» SET OF TASKS:
**a)** Rewrite the paragraph of the passage on GST–Drp1 purification that begins "A plasmid expressing GST–Drp1582–736" as a short list, keeping its main facts.
**b)** Copy everything in the passage on GST–Drp1 purification from "GST–Drp1 purification, in vitro" down to "Rochester, NY, USA).", word for word.

» PASSAGE SHOWN:
========================================
GST–Drp1 purification, in vitro phosphorylation, and phosphatase assays

A plasmid expressing GST–Drp1582–736 was created by ligation of a human Drp1 (NCBI accession no. NP_036192) PCR fragment into pGEX-6P1 digested with BamHI and XhoI. GST–Drp1 was expressed in Escherichia coli BL21/DE3 and purified on glutathione–agarose according to standard protocols. GST–Drp1582–736 (13.5 μm) was specifically phosphorylated on Ser656 (30 min, 30 °C) with 0.27 μm PKA catalytic subunit (kind gift of S. Taylor, University of California at San Diego) in buffer containing 20 mm Tris (pH 7.5), 10 mm MgCl2, 0.1 μCi·μL−1-33P]ATP, 100 μm unlabeled ATP, and 1 mm benzamidine. Reactions were arrested by the addition of 25 mm EDTA, and free ATP was removed by two passages through desalting columns (Zeba; Thermo Scientific, Rochester, NY, USA).
========================================
» SUPPLIED RECORDS:
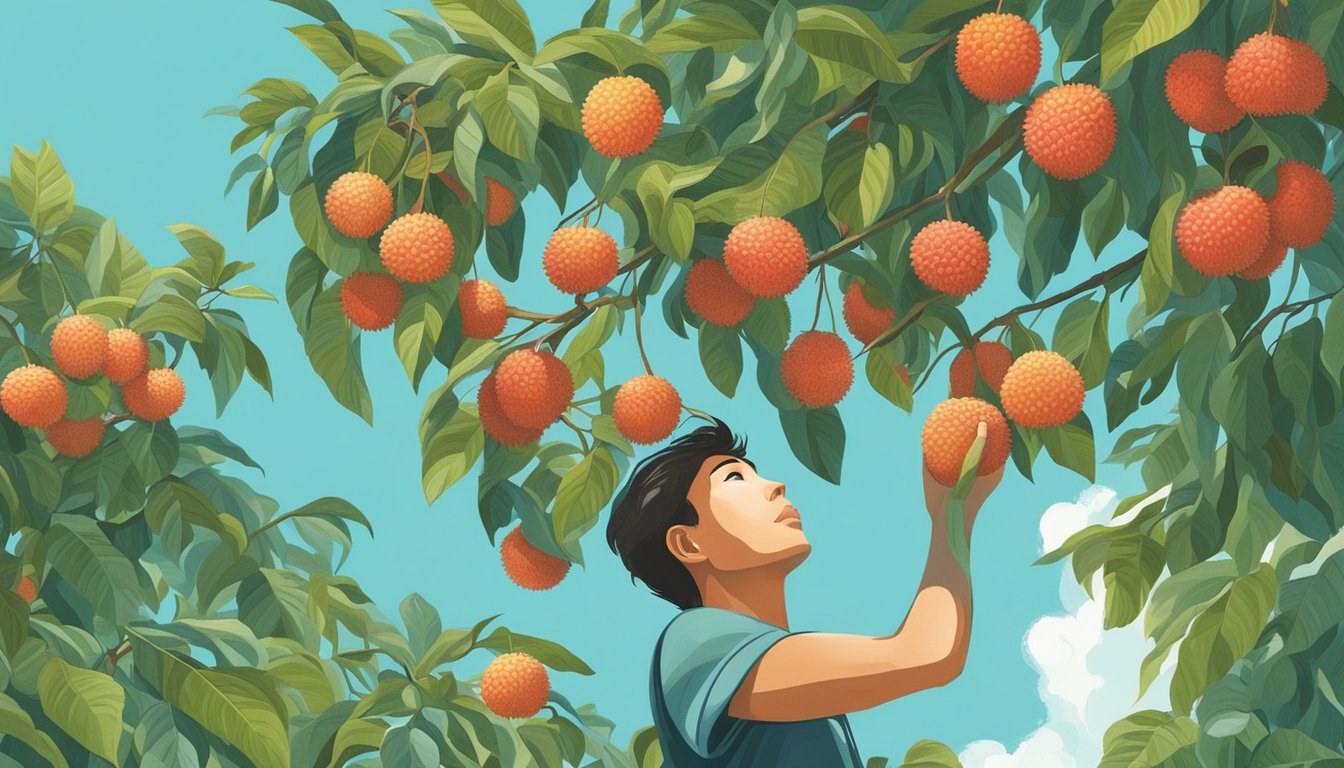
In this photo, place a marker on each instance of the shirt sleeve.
(706, 654)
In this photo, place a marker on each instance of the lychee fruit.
(766, 256)
(499, 203)
(950, 257)
(417, 248)
(1223, 232)
(534, 388)
(1272, 74)
(1070, 131)
(493, 420)
(1042, 389)
(515, 685)
(579, 260)
(79, 346)
(997, 57)
(484, 311)
(621, 116)
(527, 565)
(128, 354)
(712, 293)
(647, 409)
(371, 300)
(816, 369)
(1301, 206)
(1196, 93)
(992, 361)
(358, 205)
(34, 396)
(949, 432)
(155, 396)
(75, 439)
(863, 319)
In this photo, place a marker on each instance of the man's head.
(698, 507)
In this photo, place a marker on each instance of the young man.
(730, 683)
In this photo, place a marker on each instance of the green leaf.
(85, 704)
(1136, 26)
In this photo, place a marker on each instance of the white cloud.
(1089, 677)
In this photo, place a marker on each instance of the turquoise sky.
(120, 90)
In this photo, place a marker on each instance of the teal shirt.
(699, 662)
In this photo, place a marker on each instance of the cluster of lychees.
(35, 396)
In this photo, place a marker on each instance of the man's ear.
(683, 546)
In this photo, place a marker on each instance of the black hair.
(655, 499)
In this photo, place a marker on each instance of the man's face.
(745, 519)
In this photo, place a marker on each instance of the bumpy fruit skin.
(493, 420)
(128, 354)
(1301, 206)
(1070, 131)
(1196, 93)
(579, 260)
(371, 300)
(528, 566)
(766, 256)
(484, 311)
(515, 685)
(358, 205)
(991, 358)
(997, 57)
(79, 346)
(1268, 264)
(1272, 74)
(864, 320)
(417, 248)
(155, 396)
(950, 431)
(1042, 389)
(1225, 232)
(816, 369)
(647, 409)
(75, 439)
(499, 203)
(34, 396)
(712, 293)
(950, 257)
(534, 388)
(621, 116)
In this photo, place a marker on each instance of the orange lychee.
(484, 311)
(1303, 205)
(358, 205)
(1042, 389)
(989, 359)
(371, 300)
(1196, 94)
(997, 57)
(1225, 232)
(949, 432)
(155, 396)
(1070, 131)
(515, 685)
(417, 248)
(128, 354)
(527, 565)
(79, 346)
(712, 293)
(621, 116)
(766, 256)
(579, 260)
(816, 369)
(950, 257)
(34, 396)
(647, 409)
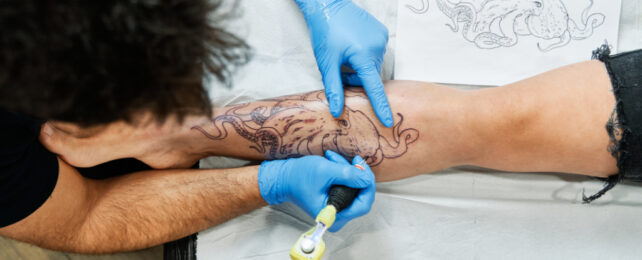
========================================
» WRITTEN ANSWERS:
**a)**
- The GST–Drp1582–736 plasmid was made by ligating a human Drp1 PCR fragment (NCBI NP_036192) into pGEX-6P1 cut with BamHI and XhoI.
- The protein was expressed in Escherichia coli BL21/DE3 and purified on glutathione–agarose by standard protocols.
- GST–Drp1582–736 (13.5 μm) was phosphorylated specifically on Ser656 by 0.27 μm PKA catalytic subunit for 30 min at 30 °C. The buffer contained Tris (pH 7.5), MgCl2, labeled and unlabeled ATP, and benzamidine.
- Reactions were stopped with 25 mm EDTA, and free ATP was removed by two passes through Zeba desalting columns.

**b)**
GST–Drp1 purification, in vitro phosphorylation, and phosphatase assays

A plasmid expressing GST–Drp1582–736 was created by ligation of a human Drp1 (NCBI accession no. NP_036192) PCR fragment into pGEX-6P1 digested with BamHI and XhoI. GST–Drp1 was expressed in Escherichia coli BL21/DE3 and purified on glutathione–agarose according to standard protocols. GST–Drp1582–736 (13.5 μm) was specifically phosphorylated on Ser656 (30 min, 30 °C) with 0.27 μm PKA catalytic subunit (kind gift of S. Taylor, University of California at San Diego) in buffer containing 20 mm Tris (pH 7.5), 10 mm MgCl2, 0.1 μCi·μL−1-33P]ATP, 100 μm unlabeled ATP, and 1 mm benzamidine. Reactions were arrested by the addition of 25 mm EDTA, and free ATP was removed by two passages through desalting columns (Zeba; Thermo Scientific, Rochester, NY, USA).